Stored items
========
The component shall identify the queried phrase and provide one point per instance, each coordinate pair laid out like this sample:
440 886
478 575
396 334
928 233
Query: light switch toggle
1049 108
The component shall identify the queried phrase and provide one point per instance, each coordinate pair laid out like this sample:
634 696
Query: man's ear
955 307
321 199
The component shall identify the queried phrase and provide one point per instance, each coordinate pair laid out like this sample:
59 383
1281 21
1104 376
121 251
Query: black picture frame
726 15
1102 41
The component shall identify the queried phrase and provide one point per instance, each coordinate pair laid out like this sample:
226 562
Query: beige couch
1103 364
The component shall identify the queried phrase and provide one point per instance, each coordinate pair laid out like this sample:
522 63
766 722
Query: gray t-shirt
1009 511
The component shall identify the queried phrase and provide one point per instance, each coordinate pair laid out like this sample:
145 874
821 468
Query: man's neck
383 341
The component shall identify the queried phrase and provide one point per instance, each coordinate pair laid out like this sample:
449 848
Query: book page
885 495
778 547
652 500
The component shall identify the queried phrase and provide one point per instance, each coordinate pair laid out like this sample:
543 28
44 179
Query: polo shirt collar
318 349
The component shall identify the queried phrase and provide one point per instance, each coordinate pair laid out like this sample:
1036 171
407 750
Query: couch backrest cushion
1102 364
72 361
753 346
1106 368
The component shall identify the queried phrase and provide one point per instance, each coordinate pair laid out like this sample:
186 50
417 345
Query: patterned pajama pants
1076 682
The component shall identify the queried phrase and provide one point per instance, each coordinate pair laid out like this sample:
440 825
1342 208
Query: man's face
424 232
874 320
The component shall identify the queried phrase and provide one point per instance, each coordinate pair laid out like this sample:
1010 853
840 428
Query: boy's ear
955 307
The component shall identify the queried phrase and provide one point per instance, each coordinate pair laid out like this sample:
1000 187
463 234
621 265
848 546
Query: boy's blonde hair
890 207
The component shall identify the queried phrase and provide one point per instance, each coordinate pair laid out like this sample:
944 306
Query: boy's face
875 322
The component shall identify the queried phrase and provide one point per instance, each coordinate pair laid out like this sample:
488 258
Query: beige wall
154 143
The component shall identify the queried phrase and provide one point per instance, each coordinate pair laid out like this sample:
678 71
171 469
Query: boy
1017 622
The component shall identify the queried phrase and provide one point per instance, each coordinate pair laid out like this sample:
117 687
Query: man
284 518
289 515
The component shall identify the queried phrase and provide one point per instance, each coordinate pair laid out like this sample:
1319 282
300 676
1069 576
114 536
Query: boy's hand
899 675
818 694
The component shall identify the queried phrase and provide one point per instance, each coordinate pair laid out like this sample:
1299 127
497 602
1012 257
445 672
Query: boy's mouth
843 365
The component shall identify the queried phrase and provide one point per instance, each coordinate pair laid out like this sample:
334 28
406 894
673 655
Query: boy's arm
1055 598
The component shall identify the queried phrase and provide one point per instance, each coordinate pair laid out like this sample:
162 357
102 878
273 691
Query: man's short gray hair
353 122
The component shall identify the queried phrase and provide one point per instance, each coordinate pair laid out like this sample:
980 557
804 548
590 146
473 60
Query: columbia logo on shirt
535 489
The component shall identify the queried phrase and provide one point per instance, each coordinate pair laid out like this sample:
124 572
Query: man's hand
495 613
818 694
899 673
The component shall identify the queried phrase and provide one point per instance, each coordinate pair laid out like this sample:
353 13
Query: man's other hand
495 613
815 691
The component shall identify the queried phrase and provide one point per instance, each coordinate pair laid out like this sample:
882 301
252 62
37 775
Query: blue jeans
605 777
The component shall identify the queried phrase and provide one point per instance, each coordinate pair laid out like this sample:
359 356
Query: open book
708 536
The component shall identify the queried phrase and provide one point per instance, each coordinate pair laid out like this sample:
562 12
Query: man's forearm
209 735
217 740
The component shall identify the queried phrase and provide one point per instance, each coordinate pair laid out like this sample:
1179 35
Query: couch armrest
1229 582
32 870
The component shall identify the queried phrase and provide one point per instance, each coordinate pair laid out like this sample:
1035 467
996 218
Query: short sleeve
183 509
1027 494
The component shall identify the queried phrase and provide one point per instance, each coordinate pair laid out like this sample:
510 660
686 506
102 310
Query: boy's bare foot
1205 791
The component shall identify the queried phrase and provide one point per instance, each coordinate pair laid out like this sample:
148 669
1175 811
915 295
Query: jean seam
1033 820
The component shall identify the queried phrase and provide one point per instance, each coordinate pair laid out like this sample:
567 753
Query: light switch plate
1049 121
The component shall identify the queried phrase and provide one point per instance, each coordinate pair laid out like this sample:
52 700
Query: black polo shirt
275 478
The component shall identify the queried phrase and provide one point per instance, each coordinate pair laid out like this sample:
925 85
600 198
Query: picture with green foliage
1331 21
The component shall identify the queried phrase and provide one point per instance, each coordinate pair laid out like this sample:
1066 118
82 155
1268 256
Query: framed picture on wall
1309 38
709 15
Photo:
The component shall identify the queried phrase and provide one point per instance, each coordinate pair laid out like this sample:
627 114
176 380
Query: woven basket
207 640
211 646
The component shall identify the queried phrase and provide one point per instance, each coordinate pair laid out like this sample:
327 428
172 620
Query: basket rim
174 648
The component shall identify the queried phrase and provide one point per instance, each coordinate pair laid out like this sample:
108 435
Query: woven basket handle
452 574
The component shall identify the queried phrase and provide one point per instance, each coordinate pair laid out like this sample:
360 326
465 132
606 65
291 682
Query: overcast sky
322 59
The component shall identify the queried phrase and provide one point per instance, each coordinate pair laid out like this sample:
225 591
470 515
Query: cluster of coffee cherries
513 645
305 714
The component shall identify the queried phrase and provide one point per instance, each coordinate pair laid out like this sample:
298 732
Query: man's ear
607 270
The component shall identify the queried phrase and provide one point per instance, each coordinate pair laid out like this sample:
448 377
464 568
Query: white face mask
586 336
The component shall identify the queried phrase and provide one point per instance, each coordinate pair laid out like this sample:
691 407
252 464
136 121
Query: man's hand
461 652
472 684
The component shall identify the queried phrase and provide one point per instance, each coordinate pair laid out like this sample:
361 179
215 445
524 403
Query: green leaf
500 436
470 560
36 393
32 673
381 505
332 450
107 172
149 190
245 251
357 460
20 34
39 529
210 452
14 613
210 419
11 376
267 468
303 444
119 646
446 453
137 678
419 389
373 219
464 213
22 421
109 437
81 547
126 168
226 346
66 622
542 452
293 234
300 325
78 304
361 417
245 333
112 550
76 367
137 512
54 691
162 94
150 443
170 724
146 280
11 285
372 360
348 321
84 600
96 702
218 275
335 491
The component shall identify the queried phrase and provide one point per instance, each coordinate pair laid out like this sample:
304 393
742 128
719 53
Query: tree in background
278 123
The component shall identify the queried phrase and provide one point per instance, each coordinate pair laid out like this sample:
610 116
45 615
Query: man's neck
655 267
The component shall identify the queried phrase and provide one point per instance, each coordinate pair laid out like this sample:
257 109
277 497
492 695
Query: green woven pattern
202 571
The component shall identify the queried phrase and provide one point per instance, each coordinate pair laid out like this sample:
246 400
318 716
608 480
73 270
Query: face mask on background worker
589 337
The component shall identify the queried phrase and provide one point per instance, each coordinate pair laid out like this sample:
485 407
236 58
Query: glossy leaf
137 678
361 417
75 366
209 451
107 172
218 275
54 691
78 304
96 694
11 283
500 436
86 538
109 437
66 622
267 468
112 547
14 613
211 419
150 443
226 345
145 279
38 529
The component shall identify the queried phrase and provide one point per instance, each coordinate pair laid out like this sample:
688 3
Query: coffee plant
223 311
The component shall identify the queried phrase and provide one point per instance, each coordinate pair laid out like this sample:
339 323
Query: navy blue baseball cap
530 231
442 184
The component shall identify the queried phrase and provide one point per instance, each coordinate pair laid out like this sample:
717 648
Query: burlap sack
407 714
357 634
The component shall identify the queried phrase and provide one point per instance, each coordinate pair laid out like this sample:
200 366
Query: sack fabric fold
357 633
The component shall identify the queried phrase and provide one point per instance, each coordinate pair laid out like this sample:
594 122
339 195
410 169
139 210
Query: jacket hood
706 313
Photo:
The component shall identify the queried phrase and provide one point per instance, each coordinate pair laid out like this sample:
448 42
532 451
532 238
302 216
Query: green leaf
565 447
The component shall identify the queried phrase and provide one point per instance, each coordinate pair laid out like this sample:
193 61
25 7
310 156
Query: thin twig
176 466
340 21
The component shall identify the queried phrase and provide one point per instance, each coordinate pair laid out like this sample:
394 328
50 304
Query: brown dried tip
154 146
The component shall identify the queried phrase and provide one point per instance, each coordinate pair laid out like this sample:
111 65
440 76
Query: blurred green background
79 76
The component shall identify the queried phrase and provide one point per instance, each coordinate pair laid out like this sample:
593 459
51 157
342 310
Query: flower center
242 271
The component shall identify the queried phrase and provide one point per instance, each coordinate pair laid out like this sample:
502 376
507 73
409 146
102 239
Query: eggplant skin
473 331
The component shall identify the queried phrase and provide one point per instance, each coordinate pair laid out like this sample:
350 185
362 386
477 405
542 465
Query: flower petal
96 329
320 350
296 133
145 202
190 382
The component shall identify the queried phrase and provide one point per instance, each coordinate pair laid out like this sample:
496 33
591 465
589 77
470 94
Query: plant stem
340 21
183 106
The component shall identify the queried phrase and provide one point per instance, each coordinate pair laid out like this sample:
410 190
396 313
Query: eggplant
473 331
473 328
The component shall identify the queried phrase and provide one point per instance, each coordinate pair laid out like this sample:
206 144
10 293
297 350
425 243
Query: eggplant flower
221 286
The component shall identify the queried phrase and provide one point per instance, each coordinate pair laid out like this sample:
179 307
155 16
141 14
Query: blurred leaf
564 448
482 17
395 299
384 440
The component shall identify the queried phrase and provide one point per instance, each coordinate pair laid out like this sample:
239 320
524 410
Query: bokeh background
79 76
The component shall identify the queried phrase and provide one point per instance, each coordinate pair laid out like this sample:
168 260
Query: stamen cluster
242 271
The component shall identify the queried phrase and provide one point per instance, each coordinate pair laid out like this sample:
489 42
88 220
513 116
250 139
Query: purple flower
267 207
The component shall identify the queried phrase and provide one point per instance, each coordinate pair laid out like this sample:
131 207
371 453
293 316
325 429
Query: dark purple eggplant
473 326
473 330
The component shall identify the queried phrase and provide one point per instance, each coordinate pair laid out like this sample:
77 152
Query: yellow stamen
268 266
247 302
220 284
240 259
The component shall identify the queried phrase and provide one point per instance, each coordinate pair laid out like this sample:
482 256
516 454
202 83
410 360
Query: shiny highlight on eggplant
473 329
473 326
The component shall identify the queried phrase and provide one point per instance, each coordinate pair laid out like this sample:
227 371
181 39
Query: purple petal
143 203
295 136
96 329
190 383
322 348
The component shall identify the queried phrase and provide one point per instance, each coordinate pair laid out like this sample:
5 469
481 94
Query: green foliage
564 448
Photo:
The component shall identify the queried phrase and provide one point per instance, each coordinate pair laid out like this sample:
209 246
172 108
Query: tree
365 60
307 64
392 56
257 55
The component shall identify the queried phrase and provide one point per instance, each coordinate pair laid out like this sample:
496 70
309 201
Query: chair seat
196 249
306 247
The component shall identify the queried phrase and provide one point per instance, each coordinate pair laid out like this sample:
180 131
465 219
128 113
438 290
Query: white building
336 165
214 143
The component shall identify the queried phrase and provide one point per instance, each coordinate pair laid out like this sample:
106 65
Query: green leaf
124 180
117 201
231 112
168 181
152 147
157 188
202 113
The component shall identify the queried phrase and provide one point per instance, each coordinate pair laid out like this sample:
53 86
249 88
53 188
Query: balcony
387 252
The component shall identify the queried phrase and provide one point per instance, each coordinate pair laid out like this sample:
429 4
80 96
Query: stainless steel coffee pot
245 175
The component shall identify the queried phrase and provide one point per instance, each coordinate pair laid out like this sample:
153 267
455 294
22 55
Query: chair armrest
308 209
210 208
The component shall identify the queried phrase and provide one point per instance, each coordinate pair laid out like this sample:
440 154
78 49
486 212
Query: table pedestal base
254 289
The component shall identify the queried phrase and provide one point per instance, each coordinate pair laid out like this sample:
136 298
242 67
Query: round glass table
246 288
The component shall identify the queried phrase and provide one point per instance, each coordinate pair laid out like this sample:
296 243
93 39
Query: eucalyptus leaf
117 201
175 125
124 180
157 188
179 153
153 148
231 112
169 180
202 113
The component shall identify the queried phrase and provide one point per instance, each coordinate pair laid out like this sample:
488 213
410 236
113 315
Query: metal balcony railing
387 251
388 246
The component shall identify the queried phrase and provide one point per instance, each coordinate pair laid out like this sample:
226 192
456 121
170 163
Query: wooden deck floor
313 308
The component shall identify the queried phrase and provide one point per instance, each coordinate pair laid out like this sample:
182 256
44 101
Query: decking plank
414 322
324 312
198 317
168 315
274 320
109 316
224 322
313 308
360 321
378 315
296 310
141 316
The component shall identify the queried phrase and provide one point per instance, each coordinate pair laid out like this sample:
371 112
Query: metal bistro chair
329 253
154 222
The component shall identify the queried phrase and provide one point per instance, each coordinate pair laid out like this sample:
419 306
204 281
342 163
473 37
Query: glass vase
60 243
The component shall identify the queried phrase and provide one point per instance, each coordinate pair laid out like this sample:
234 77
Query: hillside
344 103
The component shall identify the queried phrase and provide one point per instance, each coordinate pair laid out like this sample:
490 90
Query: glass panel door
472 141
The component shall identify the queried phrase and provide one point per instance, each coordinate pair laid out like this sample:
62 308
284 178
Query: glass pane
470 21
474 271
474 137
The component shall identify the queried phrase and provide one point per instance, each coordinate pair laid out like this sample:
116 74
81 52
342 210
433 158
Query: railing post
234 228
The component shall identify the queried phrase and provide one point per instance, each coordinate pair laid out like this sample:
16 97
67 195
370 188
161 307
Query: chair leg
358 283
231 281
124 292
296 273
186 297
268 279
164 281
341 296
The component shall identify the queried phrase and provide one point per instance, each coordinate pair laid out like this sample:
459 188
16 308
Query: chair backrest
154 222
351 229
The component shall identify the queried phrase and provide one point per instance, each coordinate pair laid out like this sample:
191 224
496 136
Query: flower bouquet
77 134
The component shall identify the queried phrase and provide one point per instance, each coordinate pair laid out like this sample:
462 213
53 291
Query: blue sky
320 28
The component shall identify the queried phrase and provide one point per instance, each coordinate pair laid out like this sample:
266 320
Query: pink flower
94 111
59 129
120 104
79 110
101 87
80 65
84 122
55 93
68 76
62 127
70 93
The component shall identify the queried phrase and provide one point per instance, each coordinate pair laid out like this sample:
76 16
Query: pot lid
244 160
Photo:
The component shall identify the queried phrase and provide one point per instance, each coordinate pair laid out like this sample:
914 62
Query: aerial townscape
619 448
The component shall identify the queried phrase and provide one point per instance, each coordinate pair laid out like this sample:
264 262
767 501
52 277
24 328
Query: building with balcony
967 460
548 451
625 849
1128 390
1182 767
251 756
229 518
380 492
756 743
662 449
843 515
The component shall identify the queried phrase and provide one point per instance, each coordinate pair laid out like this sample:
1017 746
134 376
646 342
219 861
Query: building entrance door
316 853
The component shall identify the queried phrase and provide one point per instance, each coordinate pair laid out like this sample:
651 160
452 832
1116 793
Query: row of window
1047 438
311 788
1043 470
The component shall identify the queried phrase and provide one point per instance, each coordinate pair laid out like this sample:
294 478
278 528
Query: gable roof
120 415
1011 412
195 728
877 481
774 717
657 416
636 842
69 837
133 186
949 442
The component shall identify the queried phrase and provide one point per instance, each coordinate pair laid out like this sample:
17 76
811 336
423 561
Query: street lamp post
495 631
========
**TASK DIRECTIONS**
How many lines of the items above contain the string "woven", with case taken into account? Reply with the number alone.

**EXERCISE RESULT**
3